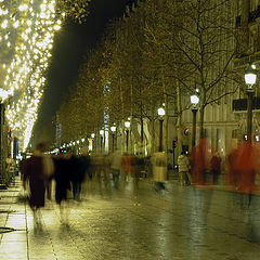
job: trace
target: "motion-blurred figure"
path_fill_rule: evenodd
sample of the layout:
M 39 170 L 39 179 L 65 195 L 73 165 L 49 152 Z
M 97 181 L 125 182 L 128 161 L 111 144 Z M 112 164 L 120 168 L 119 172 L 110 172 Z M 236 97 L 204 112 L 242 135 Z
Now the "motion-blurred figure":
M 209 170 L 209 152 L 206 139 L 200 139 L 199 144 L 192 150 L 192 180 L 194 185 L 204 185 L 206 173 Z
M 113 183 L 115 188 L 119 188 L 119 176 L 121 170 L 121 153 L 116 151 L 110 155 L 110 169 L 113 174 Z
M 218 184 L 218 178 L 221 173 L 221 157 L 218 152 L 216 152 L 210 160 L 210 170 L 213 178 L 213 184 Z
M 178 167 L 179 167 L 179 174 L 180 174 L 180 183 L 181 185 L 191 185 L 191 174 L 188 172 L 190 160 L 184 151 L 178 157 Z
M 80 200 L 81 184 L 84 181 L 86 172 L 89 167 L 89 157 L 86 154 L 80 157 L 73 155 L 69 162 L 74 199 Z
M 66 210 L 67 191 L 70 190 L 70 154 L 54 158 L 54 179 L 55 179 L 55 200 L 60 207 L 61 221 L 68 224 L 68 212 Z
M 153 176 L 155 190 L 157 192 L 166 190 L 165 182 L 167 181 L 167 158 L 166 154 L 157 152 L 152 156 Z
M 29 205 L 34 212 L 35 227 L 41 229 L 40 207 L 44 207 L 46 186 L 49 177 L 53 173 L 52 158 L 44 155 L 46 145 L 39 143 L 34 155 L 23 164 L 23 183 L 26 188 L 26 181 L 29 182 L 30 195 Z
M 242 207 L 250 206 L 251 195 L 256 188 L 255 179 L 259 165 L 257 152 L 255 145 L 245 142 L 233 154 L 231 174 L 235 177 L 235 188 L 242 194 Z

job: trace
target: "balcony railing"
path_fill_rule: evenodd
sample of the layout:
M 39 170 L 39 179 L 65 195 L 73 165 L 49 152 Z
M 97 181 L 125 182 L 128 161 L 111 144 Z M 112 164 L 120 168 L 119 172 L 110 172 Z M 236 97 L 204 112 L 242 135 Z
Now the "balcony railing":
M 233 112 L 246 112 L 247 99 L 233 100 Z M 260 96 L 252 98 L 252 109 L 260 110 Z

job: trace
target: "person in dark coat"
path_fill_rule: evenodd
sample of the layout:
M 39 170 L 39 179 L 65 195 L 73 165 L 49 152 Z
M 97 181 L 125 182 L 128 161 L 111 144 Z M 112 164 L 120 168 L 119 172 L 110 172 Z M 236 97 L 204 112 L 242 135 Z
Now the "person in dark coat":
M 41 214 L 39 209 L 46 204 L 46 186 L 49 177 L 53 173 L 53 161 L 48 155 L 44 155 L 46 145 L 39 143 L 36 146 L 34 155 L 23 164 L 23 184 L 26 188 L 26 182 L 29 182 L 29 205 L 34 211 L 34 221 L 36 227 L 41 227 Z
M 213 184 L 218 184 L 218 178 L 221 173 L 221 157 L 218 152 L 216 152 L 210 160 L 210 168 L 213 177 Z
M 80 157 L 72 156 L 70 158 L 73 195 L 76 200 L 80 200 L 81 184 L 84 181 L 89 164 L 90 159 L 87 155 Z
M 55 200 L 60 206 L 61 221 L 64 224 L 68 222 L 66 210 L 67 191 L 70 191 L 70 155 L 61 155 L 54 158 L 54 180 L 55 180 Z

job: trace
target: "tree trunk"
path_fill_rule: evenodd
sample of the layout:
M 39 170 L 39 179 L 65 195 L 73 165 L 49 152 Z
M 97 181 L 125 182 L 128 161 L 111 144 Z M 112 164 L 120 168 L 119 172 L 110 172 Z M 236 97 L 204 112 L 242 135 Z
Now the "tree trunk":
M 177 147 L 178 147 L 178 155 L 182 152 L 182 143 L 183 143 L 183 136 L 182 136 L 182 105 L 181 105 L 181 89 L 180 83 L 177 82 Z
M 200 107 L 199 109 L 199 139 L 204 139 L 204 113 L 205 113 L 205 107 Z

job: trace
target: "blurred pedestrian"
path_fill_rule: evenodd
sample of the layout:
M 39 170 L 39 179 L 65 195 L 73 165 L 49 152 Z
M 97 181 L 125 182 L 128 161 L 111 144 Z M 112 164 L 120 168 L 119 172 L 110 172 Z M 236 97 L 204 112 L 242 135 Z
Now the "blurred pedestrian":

___

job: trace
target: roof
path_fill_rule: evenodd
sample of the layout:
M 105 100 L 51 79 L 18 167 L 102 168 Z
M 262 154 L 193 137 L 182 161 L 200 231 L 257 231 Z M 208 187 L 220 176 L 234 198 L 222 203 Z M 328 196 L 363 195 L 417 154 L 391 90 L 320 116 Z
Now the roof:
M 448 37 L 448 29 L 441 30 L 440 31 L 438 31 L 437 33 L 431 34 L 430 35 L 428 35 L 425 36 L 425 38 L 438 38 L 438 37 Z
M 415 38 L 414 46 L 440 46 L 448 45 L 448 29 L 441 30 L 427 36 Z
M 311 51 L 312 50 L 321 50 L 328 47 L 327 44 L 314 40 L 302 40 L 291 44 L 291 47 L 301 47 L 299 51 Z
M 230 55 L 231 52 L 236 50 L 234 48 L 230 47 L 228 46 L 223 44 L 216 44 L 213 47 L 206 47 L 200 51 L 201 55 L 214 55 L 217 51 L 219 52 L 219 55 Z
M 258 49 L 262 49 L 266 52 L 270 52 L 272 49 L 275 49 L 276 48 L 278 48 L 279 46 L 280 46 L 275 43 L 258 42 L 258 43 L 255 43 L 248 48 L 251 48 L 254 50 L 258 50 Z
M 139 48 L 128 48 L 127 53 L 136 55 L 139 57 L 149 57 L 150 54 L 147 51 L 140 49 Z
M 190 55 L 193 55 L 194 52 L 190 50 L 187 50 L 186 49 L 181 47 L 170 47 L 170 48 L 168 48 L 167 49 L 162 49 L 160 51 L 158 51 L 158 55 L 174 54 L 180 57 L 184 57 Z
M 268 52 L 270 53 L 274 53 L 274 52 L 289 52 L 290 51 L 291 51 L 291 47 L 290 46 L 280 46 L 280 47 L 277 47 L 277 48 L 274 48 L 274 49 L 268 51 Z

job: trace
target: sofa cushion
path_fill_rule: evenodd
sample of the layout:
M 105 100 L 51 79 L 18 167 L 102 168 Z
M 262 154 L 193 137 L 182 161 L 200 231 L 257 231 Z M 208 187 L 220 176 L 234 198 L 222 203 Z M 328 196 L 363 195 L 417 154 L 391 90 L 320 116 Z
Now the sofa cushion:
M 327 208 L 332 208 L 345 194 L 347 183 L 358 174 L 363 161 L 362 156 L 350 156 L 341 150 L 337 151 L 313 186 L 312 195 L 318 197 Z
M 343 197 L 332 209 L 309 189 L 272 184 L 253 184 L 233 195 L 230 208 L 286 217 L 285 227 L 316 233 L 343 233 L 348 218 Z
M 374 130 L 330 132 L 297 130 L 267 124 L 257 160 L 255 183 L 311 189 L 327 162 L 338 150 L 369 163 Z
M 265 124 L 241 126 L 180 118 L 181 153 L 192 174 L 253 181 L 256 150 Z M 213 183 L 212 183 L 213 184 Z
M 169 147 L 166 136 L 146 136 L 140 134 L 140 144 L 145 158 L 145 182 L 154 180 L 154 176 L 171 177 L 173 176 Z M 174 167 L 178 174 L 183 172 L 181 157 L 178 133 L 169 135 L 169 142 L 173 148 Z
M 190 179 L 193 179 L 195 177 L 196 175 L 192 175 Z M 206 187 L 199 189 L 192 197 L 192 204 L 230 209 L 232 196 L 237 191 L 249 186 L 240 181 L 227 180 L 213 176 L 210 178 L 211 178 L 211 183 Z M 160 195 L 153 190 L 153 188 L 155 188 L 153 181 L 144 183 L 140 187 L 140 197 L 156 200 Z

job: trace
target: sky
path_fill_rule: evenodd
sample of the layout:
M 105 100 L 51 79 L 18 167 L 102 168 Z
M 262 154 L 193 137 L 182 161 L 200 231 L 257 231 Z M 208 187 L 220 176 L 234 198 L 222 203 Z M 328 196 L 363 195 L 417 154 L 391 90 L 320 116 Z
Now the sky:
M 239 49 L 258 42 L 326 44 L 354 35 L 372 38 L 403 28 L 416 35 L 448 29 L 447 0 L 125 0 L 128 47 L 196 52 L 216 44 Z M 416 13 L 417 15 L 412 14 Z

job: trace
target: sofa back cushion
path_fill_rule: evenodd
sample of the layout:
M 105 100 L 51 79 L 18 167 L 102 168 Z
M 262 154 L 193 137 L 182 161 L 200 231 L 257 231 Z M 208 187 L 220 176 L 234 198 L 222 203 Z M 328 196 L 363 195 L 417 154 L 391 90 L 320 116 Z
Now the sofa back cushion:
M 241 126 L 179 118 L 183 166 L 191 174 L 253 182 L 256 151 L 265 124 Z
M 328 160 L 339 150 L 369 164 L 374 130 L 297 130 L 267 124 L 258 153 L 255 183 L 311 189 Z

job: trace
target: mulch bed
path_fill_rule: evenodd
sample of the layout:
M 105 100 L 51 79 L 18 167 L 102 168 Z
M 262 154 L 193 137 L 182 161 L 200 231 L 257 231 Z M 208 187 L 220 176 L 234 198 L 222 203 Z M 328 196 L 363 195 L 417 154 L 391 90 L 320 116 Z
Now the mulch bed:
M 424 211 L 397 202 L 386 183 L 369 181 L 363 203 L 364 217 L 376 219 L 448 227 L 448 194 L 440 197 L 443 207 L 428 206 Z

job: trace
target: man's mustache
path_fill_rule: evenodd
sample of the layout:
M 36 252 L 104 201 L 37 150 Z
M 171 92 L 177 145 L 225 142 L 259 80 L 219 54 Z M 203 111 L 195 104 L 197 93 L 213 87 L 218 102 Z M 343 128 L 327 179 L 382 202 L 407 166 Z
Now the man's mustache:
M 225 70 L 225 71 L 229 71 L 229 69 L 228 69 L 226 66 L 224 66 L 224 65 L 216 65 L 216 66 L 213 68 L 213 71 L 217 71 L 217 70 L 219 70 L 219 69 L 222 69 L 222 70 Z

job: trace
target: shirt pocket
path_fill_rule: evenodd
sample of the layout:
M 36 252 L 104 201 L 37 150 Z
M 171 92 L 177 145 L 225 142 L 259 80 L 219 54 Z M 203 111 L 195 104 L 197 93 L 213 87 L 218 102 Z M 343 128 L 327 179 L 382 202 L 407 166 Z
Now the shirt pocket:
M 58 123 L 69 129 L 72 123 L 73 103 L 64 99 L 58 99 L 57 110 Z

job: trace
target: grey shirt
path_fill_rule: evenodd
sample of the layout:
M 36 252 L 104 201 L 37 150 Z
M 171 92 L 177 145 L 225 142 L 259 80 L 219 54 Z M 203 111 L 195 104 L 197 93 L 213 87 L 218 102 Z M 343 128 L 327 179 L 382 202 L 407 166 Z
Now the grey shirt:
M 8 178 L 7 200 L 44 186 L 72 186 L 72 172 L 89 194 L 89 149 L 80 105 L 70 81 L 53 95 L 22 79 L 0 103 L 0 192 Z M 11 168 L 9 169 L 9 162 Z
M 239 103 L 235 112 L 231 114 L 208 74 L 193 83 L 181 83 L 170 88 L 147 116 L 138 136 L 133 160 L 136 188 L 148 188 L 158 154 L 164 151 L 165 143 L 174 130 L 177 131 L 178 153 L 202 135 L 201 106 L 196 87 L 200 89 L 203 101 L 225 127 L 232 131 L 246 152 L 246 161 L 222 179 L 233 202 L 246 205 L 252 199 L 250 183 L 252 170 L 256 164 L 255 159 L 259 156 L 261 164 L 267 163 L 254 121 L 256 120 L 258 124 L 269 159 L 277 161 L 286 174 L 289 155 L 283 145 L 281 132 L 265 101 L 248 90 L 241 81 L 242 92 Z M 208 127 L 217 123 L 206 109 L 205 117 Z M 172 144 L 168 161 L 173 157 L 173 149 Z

___

## [Directions for this task]
Show each line of the entries that contains the string "trunk".

## [Solution to this task]
target: "tree trunk"
Now the "tree trunk":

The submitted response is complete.